**WORK INSTRUCTIONS:** Please rewrite the data below, changing "limestone rock face" to "sandstone rock face" and leaving everything else the same.

——————————

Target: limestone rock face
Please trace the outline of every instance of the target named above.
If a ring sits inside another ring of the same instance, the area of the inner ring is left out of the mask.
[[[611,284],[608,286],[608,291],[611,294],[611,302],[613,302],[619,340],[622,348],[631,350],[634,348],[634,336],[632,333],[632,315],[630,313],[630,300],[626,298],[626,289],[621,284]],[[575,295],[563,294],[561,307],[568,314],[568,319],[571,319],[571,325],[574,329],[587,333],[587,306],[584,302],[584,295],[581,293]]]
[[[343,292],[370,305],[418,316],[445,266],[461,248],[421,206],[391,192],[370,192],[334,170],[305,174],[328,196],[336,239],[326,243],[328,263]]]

——————————

**RESPONSE:**
Target: sandstone rock face
Please trace the outline of every instance of the target named above.
If a ring sits inside another ring of the same instance, the area of the inner ring is left out of the mask.
[[[611,284],[608,286],[608,291],[611,294],[611,302],[613,302],[619,340],[622,348],[631,350],[634,348],[634,336],[632,333],[632,315],[630,313],[630,300],[626,298],[626,289],[621,284]],[[575,295],[563,294],[561,307],[568,314],[568,319],[571,319],[571,325],[574,329],[587,333],[587,306],[584,302],[584,295],[581,293]]]
[[[343,292],[370,305],[418,316],[445,266],[461,248],[421,206],[391,192],[370,192],[334,170],[305,174],[328,196],[336,239],[326,243],[328,263]]]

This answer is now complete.